= Beginning of Section =

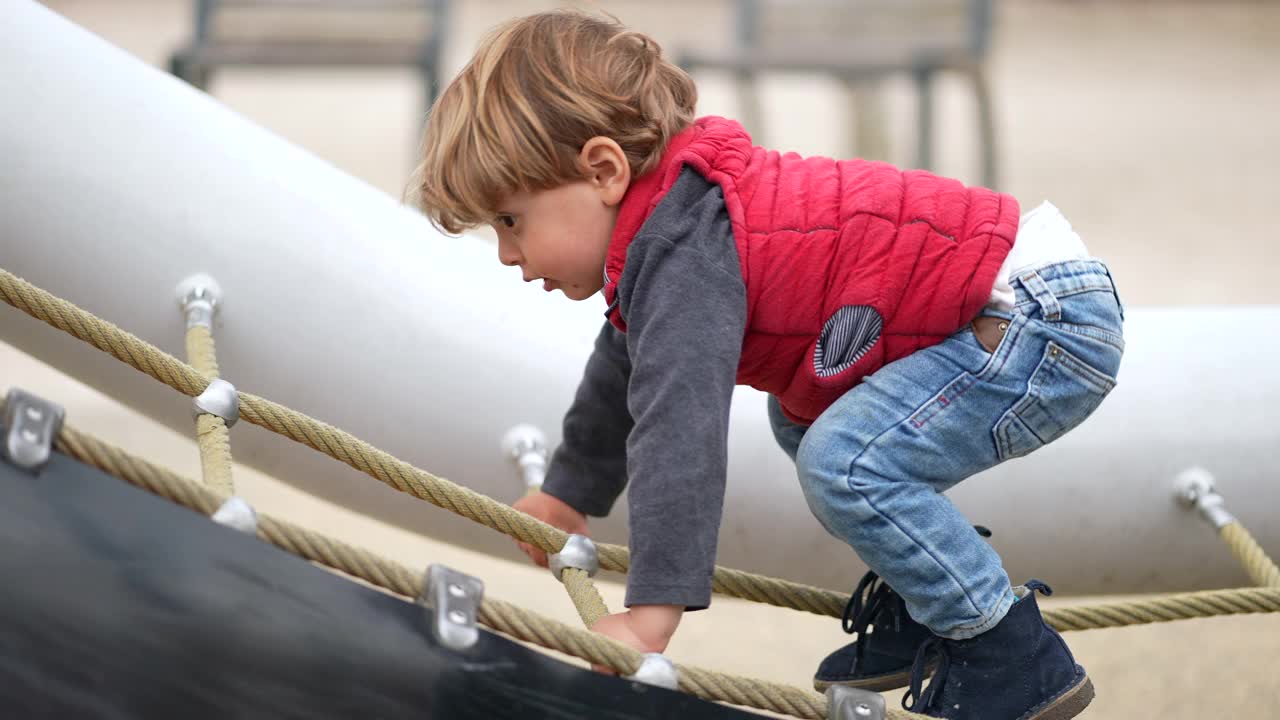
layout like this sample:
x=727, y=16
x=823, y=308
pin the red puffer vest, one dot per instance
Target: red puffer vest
x=817, y=235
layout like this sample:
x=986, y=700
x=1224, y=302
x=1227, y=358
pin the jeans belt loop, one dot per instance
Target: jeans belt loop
x=1114, y=290
x=1050, y=308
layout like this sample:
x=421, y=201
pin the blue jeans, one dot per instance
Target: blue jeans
x=874, y=465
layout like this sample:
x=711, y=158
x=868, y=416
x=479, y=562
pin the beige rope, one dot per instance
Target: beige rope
x=200, y=350
x=586, y=598
x=1182, y=606
x=493, y=514
x=594, y=647
x=211, y=432
x=1247, y=550
x=375, y=463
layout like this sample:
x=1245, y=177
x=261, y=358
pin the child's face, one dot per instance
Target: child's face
x=561, y=236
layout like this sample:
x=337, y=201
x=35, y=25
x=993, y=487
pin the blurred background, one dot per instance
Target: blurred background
x=1155, y=126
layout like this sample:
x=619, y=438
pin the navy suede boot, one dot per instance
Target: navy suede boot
x=1018, y=670
x=887, y=639
x=881, y=657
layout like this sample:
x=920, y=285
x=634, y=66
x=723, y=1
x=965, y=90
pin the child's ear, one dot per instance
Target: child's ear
x=607, y=168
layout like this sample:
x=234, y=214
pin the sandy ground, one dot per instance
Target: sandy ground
x=1156, y=127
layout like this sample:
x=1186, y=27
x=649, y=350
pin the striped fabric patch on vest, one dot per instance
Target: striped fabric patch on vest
x=846, y=337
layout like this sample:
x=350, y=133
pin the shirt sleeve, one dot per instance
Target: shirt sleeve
x=685, y=305
x=589, y=469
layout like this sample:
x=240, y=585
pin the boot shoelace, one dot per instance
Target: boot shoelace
x=864, y=605
x=918, y=700
x=871, y=595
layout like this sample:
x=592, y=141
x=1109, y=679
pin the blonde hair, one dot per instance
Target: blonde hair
x=536, y=90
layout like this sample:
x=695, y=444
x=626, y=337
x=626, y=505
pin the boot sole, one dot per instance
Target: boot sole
x=1069, y=703
x=876, y=683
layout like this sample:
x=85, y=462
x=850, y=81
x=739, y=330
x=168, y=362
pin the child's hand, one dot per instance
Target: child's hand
x=648, y=628
x=553, y=511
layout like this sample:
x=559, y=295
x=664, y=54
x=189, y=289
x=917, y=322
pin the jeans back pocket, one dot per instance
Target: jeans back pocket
x=1061, y=393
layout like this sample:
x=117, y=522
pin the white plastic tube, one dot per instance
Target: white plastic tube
x=119, y=181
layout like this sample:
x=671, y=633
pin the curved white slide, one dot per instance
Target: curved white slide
x=120, y=181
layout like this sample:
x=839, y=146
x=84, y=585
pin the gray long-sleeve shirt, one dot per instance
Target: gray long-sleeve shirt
x=653, y=404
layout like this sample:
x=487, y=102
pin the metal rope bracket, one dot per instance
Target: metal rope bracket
x=455, y=597
x=854, y=703
x=238, y=515
x=219, y=399
x=657, y=670
x=199, y=297
x=31, y=425
x=1194, y=491
x=526, y=447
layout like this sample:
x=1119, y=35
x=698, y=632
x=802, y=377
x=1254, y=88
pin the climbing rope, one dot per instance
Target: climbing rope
x=1251, y=555
x=586, y=598
x=493, y=514
x=375, y=463
x=494, y=614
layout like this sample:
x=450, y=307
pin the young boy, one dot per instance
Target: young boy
x=910, y=332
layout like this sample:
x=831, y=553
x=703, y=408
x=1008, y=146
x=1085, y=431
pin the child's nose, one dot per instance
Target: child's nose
x=507, y=254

= End of Section =

# [Exercise description]
The expected output is each entry given again word for word, with pictures dropped.

# [Answer box]
layout like this sample:
x=727, y=16
x=823, y=308
pin the red puffer vest, one dot per instance
Target: red puffer vest
x=817, y=235
layout like this sample:
x=986, y=700
x=1224, y=302
x=1227, y=358
pin the jeans belt loop, one dot per instance
Target: jeans belt loop
x=1114, y=290
x=1050, y=308
layout like this sample:
x=421, y=201
pin the blue jeans, one dot per instance
Target: blue jeans
x=874, y=465
layout like this sample:
x=711, y=158
x=868, y=416
x=479, y=562
pin the beige rope, one dot per instance
Target: beige rope
x=200, y=350
x=586, y=598
x=1182, y=606
x=493, y=514
x=594, y=647
x=211, y=432
x=1247, y=550
x=375, y=463
layout like this sample:
x=1245, y=177
x=261, y=358
pin the child's face, one dot per instance
Target: child's face
x=561, y=236
layout like this sample:
x=337, y=201
x=35, y=25
x=993, y=487
pin the blurred background, one dot per instance
Target: blurred background
x=1155, y=126
layout like this sample:
x=619, y=438
pin the navy suede boot, one dot per instance
Target: navy suede boot
x=1018, y=670
x=887, y=639
x=881, y=657
layout like this sample:
x=920, y=285
x=634, y=66
x=723, y=1
x=965, y=90
pin the child's ear, one dot per instance
Target: child's ear
x=607, y=168
layout like this sample:
x=234, y=214
pin the sandy ground, one dot per instance
Target: sandy ground
x=1156, y=127
layout like this sample:
x=1186, y=27
x=649, y=350
pin the striped fabric patch on vest, one dot per instance
Target: striped fabric patch on vest
x=846, y=337
layout like this sample:
x=350, y=133
pin the shirt sleeve, one dot per instance
Target: shirt sleeve
x=685, y=305
x=589, y=469
layout like this sample:
x=240, y=585
pin the boot shoelace, one dot per instance
Target: boot shoelace
x=864, y=605
x=918, y=700
x=871, y=595
layout like this sample:
x=592, y=141
x=1109, y=679
pin the blonde hair, one dot per instance
Target: blonde hair
x=536, y=90
layout like this sample:
x=695, y=444
x=626, y=337
x=626, y=505
pin the boot sole, one dot per instance
Target: boot sole
x=1069, y=703
x=876, y=683
layout like this sample:
x=85, y=462
x=850, y=81
x=739, y=330
x=168, y=362
pin the child's hand, one dot per instance
Target: child's hand
x=648, y=628
x=553, y=511
layout like this sample:
x=559, y=295
x=664, y=54
x=189, y=289
x=917, y=322
pin the jeans back pocket, one dot per instance
Target: jeans back pocket
x=1061, y=393
layout like this sample:
x=117, y=522
pin the white plastic tube, one dot per instance
Target: white plastic tube
x=119, y=181
layout like this sample:
x=671, y=633
pin the curved white slide, one dot per instance
Target: curved white slide
x=120, y=181
layout like this sample:
x=839, y=146
x=84, y=585
pin the gray long-sleeve shirt, one dot per instance
Target: gray long-sleeve shirt
x=653, y=404
layout like this sample:
x=487, y=102
pin the metal rope bracket, one dot per instance
Target: metal rope bracket
x=455, y=597
x=854, y=703
x=238, y=515
x=219, y=399
x=657, y=670
x=199, y=297
x=31, y=425
x=1194, y=491
x=526, y=447
layout like this sample:
x=1119, y=35
x=698, y=632
x=802, y=377
x=1254, y=88
pin the climbing rope, one dot per instance
Target: climbing rope
x=1251, y=555
x=586, y=598
x=493, y=514
x=375, y=463
x=494, y=614
layout like this sample:
x=450, y=307
pin the young boy, one dot per instance
Target: young boy
x=910, y=332
layout like this sample:
x=831, y=553
x=703, y=408
x=1008, y=146
x=1085, y=431
pin the child's nose, one dot per instance
Target: child's nose
x=507, y=254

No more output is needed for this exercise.